#### [CONSIGNE]
Extrayez de la lettre du proviseur d'Avignon, sans y changer un mot, tout le passage qui va de « Une raison des » jusqu'à « pouvions en espérer. ».
==== TEXTE PROPOSÉ
From Proviseur du lycée d'Avignon (nom illisible)   11 juillet 1834

[564] Avignon, le 11 juillet 1834
A Monsieur Ampère, Inspecteur général des études
Monsieur l'Inspecteur,

Avant que vous quittiez notre académie, je tiens à vous convaincre de plus en plus que l'ancienne distribution des classes faite au Collège d'Avignon depuis 1830 était très favorable aux études et que je ne l'avais point faite de mon chef ni sans m'environner des lumières et de l'approbation de tous les intéressés.

D'abord il y avait à cette époque (et encore aujourd'hui l'on n'est pas d'accord sur bien des points), il y avait, dis-je, tant d'incertitude sur la division des classes, que les proviseurs et les recteurs étaient forcés d'émettre une opinion personnelle. Il venait de paraître un nouveau règlement pour les classes que l'on trouve inséré dans le Journal de l'Instruction publique, sous la date du 21 octobre 1830, qui mettait de la chimie en seconde, de la physique en rhétorique, etc., en un mot qui convenait à nos besoins. Ce règlement n'a pas été mis dans le bulletin universitaire, comme[565] nous nous attendions à l'y voir ; mais nous n'avons vu que plus tard que les collèges de province ne recevraient pas l'injonction de l'exécuter. Nous devions donc nous considérer à peu près comme libres dans le règlement de nos classes selon un système ou l'autre. Nous crûmes prendre le plus récent.

Une raison des plus importantes pour employer à des classes inférieures nos professeurs de physique et de mathématiques spéciales, c'est qu'il n'y avait pas d'élèves pour ces classes élevées et nos études étaient si faibles que nous ne pouvions en espérer.

Ai-je donc pris sur moi, comme le dit perfidement une note à ce sujet, ai-je pris sur moi de tout changer selon mon caprice ?

J'en ai conféré avec les professeurs de sciences qui tous ont trouvé à propos et très convenable l'ordre des choses qui leur était proposé. L'un d'eux a même tracé les matières qui devaient être enseignées dans chaque classe. Je vous adresse en communication ce programme. S'il n'a pas été suivi, c'est qu'on a déclaré que la faiblesse des élèves en arrêtait l'exécution pour le moment. Vous verrez clairement et en toutes lettres que deux leçons en seconde sont consacrées à l'enseignement de la géométrie. Vous verrez même quelle espèce de géométrie, ou partie de géométrie, on devait enseigner dans cette classe. Non seulement j'avais pris l'avis des professeurs, mais le tout avait été soumis[566] aux autorités académiques. J'ai sous les yeux trois lettres de M. le Recteur, qui approuve très explicitement cet ordre de choses ; l'une du 16 novembre 1830, l'autre du 10 Xbre même année, l'autre de juin 1833. Je ne les produirai point, mais il me suffira de vous le dire pour asseoir votre conviction personnelle à cet égard. Je me décide seulement à vous communiquer le brouillon du plan qui me fut adressé par l'Académie et que j'ai reproduit dans le tableau que j'affichai dans la cour des classes et que je prends la liberté de vous communiquer avec sa crasse d'une année d'exposition. Vous pourrez reconnaître l'écriture de l'auteur du plan, qui sera loin de le désavouer.
========
==== DONNÉES FOURNIES
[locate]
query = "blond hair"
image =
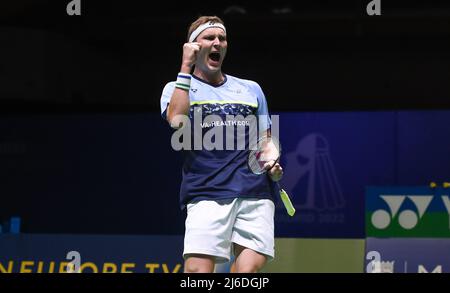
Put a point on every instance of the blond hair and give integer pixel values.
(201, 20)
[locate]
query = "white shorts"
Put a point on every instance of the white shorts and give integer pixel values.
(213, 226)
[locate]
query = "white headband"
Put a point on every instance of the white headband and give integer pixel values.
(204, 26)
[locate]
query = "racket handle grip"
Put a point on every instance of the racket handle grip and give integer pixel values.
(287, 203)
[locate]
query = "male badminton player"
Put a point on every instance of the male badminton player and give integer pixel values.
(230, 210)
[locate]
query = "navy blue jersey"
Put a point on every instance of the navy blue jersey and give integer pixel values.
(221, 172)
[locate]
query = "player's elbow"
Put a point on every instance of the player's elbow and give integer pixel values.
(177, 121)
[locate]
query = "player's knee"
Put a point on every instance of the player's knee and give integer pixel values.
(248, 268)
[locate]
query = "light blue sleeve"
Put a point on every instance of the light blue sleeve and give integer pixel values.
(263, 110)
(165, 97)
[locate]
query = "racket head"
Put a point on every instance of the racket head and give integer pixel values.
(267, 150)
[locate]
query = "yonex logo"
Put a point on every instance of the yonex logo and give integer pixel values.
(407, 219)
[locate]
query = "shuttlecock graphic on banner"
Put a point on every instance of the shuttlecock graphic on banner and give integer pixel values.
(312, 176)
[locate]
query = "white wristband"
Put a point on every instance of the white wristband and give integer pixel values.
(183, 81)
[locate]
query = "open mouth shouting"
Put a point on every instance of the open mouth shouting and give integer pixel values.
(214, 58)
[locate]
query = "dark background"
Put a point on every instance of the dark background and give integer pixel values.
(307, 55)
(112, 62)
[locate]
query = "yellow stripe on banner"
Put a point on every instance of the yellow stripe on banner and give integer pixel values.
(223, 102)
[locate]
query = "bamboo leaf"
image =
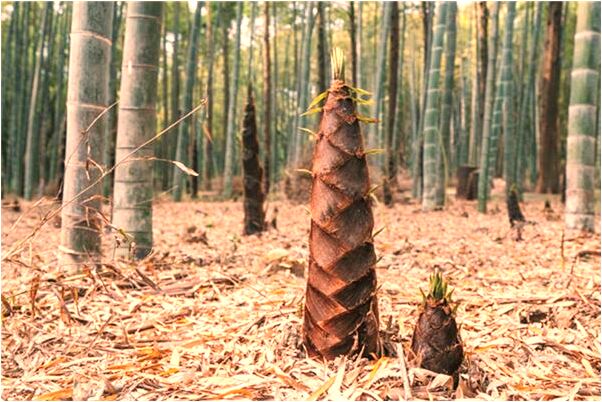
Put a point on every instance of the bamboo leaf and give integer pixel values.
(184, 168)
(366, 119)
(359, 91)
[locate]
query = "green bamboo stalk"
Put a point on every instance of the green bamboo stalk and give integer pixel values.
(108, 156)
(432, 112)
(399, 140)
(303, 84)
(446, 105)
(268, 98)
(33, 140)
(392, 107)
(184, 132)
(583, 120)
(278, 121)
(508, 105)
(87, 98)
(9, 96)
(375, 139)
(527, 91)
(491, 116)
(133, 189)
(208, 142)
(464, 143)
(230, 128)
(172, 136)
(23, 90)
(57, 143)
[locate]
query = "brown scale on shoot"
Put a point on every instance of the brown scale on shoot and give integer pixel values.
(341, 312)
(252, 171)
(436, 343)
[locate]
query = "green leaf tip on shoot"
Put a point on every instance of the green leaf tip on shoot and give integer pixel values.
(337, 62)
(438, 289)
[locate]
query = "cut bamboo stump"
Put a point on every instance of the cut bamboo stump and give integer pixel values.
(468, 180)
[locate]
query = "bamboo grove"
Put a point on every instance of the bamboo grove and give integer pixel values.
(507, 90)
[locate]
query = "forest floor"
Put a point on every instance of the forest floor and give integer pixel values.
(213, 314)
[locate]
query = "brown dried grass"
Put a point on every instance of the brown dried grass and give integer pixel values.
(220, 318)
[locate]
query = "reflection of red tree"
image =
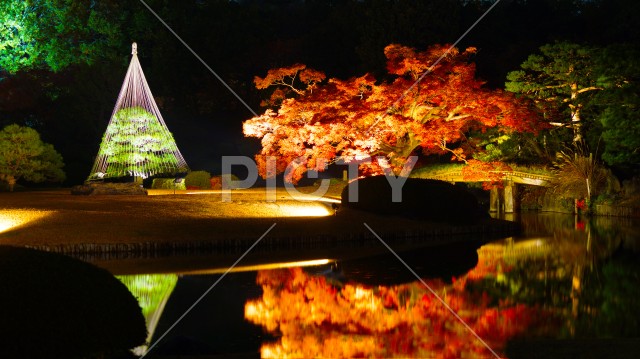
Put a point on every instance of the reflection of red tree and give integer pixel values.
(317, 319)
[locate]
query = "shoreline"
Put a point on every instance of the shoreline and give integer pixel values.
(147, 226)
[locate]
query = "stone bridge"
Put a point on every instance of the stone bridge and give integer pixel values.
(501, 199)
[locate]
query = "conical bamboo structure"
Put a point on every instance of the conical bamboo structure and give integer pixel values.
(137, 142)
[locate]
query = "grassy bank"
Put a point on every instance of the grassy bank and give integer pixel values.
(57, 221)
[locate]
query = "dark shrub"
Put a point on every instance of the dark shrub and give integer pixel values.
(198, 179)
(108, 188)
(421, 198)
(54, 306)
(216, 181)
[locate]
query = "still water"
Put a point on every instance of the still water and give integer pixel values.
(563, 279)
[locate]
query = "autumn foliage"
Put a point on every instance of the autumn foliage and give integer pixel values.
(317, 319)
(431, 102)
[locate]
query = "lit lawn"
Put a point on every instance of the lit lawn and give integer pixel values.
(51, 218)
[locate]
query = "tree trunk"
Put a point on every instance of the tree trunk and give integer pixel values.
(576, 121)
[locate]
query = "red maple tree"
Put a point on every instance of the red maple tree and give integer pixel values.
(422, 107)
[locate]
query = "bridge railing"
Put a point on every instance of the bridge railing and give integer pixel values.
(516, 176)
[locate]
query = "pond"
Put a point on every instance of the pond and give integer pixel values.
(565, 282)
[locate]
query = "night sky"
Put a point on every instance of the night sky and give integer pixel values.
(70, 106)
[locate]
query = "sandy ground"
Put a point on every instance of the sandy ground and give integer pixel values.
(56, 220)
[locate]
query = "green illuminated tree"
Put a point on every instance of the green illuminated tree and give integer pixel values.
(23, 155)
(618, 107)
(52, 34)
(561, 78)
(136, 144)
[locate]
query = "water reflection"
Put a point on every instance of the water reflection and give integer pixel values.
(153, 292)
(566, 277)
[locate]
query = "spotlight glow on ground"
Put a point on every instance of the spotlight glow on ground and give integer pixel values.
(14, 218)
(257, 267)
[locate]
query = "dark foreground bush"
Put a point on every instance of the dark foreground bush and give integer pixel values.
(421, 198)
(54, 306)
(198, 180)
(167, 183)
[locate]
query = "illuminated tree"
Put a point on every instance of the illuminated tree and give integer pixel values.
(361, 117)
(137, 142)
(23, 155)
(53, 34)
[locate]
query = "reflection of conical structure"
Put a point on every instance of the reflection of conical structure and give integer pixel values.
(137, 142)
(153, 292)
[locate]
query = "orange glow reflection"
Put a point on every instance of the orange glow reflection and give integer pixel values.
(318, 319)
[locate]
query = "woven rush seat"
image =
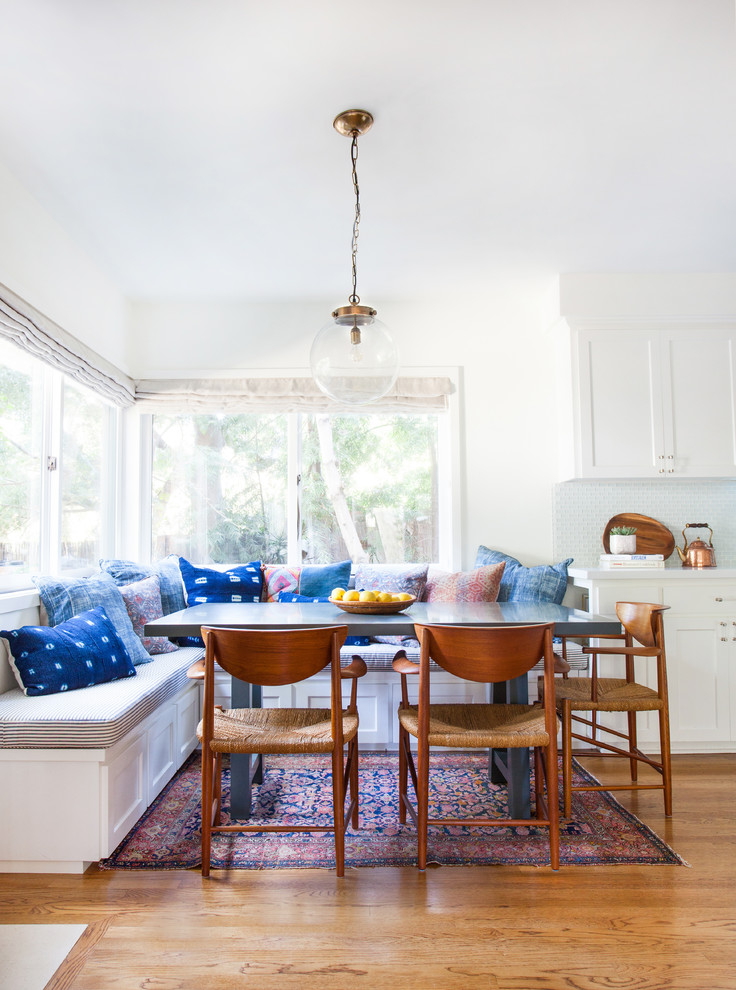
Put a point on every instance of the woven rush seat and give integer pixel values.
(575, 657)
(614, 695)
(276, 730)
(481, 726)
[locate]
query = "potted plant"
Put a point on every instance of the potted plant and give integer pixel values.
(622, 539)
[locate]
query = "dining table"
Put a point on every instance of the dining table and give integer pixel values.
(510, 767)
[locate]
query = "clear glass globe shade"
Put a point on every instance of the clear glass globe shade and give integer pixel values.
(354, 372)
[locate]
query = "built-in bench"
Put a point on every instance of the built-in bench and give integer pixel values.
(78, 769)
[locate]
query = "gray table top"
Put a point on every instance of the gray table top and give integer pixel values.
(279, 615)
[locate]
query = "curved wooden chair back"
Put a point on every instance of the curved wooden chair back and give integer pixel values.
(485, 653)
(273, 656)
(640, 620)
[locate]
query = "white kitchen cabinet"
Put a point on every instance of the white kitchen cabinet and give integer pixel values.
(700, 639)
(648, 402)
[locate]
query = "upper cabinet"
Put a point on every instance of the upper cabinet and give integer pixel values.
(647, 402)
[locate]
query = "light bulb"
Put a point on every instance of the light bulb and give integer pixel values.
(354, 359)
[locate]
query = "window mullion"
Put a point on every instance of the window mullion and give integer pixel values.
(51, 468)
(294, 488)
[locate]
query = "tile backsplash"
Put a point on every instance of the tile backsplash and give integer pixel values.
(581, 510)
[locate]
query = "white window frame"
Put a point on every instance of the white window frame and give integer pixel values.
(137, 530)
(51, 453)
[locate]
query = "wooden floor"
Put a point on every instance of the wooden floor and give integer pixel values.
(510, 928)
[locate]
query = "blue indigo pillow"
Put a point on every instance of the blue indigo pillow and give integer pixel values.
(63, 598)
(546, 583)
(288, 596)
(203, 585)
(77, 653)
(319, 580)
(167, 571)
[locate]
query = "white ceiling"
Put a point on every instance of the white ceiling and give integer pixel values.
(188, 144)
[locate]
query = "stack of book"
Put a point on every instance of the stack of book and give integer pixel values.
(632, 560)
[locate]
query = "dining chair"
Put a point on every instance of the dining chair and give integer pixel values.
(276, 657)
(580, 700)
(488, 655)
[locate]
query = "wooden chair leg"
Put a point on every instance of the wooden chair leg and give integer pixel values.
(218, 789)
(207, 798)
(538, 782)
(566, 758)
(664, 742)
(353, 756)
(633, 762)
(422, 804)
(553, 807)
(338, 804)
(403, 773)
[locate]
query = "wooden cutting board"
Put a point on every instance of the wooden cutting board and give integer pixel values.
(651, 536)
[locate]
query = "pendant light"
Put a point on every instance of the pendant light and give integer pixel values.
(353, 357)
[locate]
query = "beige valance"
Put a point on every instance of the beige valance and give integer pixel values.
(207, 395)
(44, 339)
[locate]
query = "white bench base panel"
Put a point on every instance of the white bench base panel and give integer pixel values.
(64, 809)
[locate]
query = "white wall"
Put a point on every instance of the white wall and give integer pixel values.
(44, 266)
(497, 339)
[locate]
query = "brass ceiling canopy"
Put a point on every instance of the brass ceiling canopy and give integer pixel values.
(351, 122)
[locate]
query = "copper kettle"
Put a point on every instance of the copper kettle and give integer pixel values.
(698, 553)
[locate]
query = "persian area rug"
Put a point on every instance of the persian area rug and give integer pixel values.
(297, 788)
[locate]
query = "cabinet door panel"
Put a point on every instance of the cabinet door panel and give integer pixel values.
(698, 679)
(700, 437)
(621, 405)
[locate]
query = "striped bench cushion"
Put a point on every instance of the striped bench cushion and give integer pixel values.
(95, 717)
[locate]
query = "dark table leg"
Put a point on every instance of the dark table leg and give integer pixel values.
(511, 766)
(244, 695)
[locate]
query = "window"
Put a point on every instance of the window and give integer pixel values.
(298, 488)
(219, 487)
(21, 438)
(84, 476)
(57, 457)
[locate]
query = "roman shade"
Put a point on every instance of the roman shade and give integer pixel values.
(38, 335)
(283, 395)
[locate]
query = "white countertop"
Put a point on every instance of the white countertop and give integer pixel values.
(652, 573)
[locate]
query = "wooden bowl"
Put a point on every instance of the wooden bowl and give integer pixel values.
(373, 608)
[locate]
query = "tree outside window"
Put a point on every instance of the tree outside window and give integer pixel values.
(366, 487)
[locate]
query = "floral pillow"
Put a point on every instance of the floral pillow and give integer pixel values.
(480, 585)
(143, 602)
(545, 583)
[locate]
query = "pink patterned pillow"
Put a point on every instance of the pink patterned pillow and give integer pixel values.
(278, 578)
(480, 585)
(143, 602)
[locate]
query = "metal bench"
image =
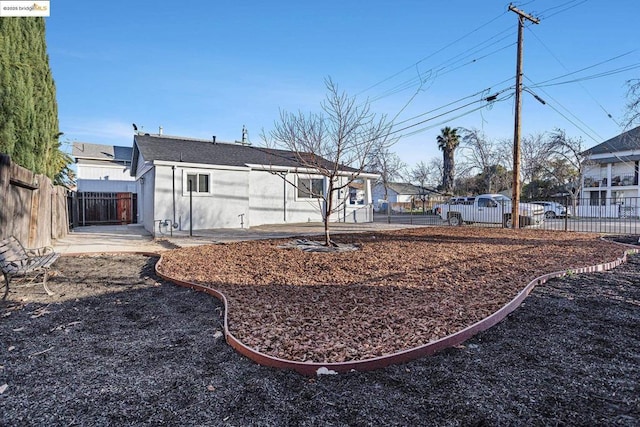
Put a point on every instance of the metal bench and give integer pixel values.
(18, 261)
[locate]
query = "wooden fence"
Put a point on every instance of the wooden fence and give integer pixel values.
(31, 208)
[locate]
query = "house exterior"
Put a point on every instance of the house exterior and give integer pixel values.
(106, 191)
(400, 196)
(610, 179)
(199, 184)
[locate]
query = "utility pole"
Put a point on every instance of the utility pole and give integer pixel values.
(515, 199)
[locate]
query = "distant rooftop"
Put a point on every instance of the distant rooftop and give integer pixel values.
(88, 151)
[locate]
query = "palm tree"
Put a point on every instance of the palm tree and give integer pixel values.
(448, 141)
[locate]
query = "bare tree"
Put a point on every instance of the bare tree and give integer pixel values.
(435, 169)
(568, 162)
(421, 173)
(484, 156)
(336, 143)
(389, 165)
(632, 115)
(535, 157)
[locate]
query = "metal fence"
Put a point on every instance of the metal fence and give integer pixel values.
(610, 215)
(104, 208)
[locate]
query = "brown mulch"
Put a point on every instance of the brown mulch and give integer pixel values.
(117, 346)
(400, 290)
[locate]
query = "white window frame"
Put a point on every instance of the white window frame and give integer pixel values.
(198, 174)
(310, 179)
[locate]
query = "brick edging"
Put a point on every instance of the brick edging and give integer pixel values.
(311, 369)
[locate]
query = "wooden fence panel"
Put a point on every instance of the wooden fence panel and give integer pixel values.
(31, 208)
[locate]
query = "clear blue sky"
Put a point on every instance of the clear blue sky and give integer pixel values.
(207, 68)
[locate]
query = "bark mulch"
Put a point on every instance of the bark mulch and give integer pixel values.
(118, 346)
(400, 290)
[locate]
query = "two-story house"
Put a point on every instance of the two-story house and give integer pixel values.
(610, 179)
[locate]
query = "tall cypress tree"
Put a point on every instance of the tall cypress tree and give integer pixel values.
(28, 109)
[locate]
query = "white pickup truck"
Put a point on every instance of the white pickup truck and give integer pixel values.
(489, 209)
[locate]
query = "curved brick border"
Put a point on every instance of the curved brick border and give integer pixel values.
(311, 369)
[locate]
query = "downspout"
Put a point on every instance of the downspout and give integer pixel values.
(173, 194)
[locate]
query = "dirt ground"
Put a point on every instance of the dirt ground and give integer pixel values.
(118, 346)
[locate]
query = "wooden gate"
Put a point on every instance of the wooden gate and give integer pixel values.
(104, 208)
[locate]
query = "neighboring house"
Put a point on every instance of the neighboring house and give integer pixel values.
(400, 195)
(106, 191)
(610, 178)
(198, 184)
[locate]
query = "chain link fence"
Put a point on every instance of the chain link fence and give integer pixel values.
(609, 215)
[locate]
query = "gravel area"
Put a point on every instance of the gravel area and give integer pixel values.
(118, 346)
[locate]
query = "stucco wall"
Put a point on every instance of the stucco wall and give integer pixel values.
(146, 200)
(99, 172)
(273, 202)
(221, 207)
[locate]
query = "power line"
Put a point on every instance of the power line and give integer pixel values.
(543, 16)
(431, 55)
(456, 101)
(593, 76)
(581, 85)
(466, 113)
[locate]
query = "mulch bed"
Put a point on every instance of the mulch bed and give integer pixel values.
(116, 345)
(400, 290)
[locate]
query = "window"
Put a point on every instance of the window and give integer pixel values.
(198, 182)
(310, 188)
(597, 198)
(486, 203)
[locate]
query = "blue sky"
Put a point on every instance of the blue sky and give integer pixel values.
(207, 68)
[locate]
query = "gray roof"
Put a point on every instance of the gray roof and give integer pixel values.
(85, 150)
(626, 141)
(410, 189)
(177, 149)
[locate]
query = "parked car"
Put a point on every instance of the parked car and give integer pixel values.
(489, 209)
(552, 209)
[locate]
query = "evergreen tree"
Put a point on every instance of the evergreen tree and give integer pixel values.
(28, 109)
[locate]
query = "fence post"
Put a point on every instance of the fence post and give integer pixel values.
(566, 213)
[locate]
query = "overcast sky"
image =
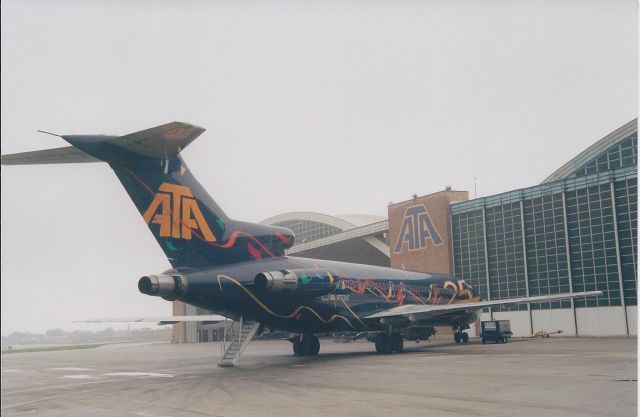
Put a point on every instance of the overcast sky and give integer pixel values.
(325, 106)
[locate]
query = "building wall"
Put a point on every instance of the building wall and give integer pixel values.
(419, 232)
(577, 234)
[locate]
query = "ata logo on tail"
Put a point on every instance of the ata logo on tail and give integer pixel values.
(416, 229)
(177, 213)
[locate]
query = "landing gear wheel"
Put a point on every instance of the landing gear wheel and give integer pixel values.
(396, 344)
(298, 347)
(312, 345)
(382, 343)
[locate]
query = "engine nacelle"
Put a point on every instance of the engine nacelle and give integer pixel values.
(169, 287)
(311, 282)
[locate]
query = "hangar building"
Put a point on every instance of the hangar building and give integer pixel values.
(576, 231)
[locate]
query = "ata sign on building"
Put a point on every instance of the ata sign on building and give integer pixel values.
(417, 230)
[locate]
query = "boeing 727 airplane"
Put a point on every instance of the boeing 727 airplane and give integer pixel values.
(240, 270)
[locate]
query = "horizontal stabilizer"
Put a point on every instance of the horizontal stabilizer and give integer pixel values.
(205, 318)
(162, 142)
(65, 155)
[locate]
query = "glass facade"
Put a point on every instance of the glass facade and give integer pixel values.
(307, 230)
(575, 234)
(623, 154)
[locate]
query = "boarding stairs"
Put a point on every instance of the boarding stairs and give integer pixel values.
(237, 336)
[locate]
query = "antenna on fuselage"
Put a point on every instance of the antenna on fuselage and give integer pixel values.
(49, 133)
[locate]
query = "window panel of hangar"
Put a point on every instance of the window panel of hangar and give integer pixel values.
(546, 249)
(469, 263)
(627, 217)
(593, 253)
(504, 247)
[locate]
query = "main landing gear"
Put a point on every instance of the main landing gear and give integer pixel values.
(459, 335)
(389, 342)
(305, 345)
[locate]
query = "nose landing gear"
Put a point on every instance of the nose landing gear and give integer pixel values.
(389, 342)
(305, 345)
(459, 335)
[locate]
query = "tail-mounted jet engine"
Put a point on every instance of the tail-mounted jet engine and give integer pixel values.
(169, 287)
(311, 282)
========
#### [CORRIGÉ]
Une raison des plus importantes pour employer à des classes inférieures nos professeurs de physique et de mathématiques spéciales, c'est qu'il n'y avait pas d'élèves pour ces classes élevées et nos études étaient si faibles que nous ne pouvions en espérer.